(SELECTED EXTRACT Opens)
Is there someone who can clue me in as to how to save my almost-dead Anthurium harleyi? The photos show at what point my plant is. I don't want to lose this plant. I cut off all leaves about a month ago and put it into a plastic bag (no dirt, just air and humidity). The leaves were green but shriveld. Either I'm impatient or it's not showing any remorse at dying. I am thinking about planting it into a pot and putting the pot into a plastic bag but I'm not sure of a medium. Is there a 'best' hospital medium in a pot, inside a ziploc for A. harleyi? It's such a tough plant and it took a long, long time to get to this point. I suppose it will take a long long time to come back if it has that much life left. Still, any help would be appreciated! This plant dwindled due to dry weather as opposed to wet weather.

The plant root base is still green and firm. The roots that are left are also firm. To me, it has the appearance of being capable of growth but it's just not putting out anything new. I have to get it into a constant environment and that's what I need to know about. Any ideas please.

Thank you!

Susan Cox



From: "Marcus Nadruz" <mnadruz at jbrj.gov.br> on 2010.01.18 at 01:26:13(20488)
Hi Susan,

You're putting too much water? This species occur in dry here in Brazil, with much sunshine, surviving on little water. I hope I have helped.




From: <snalice at suddenlink.net> on 2010.01.19 at 17:52:05(20497)

Hello Marcus,

Yes, this does help! Leland in Hawaii mentioned that there can long dry spells in Brazil, but that there are many climates and I don't know in which climate harleyi lives.

'You're putting too much water?'

Actually, no. It was not watered often enough for an extended period of time, however, it is now putting up two leaf shoots while in the baggie. There is no water or damp medium in the baggie. I have started dunking the root ball, putting it back inside the bag and leaving it open to dry again. So the bag is simply creating a more constant temp. around the roots. There is very little dirt within the root ball. The roots are getting soaked then dry out before any more dunking.

Can this plant sit and wait for rains for 'long' periods of time? How long? Are there times when it is dry for so long that it will loose it's leaves and wait? It almost seems like is it in a 'just sitting' stage. The roots didn't dry out nor did they rot. They are in great shape. Another question. Does A. harleyi need humidity for the leaves in spite of little water for the roots? I don't have any trouble growing this plant, but it went through such a dry spell that it's leaves began to shrivel.
(SELECTED EXTRACT Closes)
Pick up the forum thread about saving a dried-out Anthurium harleyi and continue it past its final sentence.
(PROVIDED INFORMATION Opens)
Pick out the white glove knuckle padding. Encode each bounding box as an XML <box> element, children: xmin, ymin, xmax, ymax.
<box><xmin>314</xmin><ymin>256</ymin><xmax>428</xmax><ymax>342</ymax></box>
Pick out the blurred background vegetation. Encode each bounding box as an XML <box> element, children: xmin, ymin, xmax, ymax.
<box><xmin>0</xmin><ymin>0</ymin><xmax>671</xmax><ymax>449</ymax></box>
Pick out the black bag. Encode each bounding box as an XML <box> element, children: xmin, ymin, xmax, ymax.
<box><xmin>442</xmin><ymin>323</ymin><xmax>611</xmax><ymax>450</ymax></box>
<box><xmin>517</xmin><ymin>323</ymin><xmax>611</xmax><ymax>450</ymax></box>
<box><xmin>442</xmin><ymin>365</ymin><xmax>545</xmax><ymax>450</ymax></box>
(PROVIDED INFORMATION Closes)
EXERCISE RESULT:
Thank you Marcus,




From: "Marcus Nadruz" <mnadruz at jbrj.gov.br> on 2010.01.25 at 02:43:07(20513)
Hi Susan,

Sorry the delay in responding.
This species grows in arid areas of high temperatures, with
long time without rain (sometimes more than two months), but
it does not lose their leaves, is not seasonal. It would be
the type of fertilizer you are using? or temperature where
it is growing?


From: <snalice at suddenlink.net> on 2010.01.26 at 14:19:45(20515)
Hello Marcus,

Thank you again for responding Marcus.

I dunk them in water with some fish emulsion mixed in every once in awhile,
leaves and all, but not very often. They don't appear to need much
fertilizer. I need to say that my A. harleyi went through many months
without much water. It was neglected it for periods so long that the leaves
finally shriveled. It's no wonder that it is still alive, considering it's
native conditions. It loves it inside the house as long as it is dunked
once in awhile. I have wood heat so it gets some pretty high temperatures,
which it didn't seem to mind. It didn't even seem to mind being neglected
for long periods, but this was too long a period.

Marcus, in it's native habitat, even though there can be long periods of
drought, is there any humidity in the air at all?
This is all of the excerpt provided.